* _Supplied data_

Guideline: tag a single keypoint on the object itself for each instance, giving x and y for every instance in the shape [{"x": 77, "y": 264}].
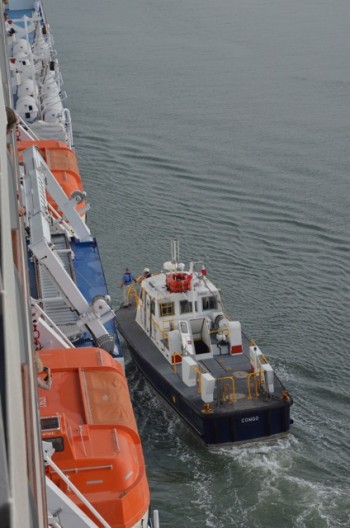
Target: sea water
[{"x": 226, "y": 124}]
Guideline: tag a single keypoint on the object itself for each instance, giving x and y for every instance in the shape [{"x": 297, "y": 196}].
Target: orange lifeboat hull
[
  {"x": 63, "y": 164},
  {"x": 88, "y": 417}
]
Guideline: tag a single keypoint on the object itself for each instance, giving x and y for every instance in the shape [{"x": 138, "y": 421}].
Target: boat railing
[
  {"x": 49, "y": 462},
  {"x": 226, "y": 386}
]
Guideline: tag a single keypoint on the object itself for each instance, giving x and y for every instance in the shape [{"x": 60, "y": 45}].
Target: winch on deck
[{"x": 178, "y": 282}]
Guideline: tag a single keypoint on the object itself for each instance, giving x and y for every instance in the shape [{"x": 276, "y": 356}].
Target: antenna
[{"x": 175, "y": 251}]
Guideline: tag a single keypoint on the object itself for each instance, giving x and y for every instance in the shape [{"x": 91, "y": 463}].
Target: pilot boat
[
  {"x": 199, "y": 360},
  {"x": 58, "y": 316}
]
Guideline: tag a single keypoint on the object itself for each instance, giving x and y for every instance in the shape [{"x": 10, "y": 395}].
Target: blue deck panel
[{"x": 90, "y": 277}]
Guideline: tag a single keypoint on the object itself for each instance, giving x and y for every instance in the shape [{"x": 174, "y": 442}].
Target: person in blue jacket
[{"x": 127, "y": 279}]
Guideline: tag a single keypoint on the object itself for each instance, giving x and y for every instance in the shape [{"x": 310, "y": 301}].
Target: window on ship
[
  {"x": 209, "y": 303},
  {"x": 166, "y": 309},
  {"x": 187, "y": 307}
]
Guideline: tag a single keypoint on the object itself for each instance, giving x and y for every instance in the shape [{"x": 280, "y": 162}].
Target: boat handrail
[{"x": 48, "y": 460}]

* _Task requirements_
Copy every line in the listing above where the string "Guideline" turns up.

* _Response to the exercise_
Guideline: tag a single keypoint on the object itself for each instance, giving x and y for every instance in the shape [{"x": 77, "y": 264}].
Guideline: tag a single keypoint on the object itself for each instance, giving x and y for every instance in the shape [{"x": 297, "y": 196}].
Guideline: tag a single keypoint on the object itself for each instance, giving x and y for every instance in the shape [{"x": 138, "y": 421}].
Guideline: tag a single keypoint on the object itself for each instance, giving x and y for every instance in the shape [{"x": 60, "y": 45}].
Guideline: tag a single keypoint on the object itself for each instance, giving x and y for every instance in the shape [{"x": 276, "y": 356}].
Guideline: tag a single keypoint on the object itself for each instance, giving x and y for every instance in the shape [{"x": 91, "y": 463}].
Guideline: tag a single keypoint on the object itself for each instance, giving x and y for every instance in the shape [{"x": 10, "y": 395}].
Guideline: tag a single keypoint on the object itself for each instance, giving x and y for every instance in the shape [{"x": 174, "y": 442}].
Guideline: tag a single keypoint on the object itself for each instance, giving x and y for every instance in the shape [{"x": 310, "y": 301}].
Guideline: tag a single keypoint on the object itself for each instance, giving x and y for every instance in the shape [{"x": 280, "y": 162}].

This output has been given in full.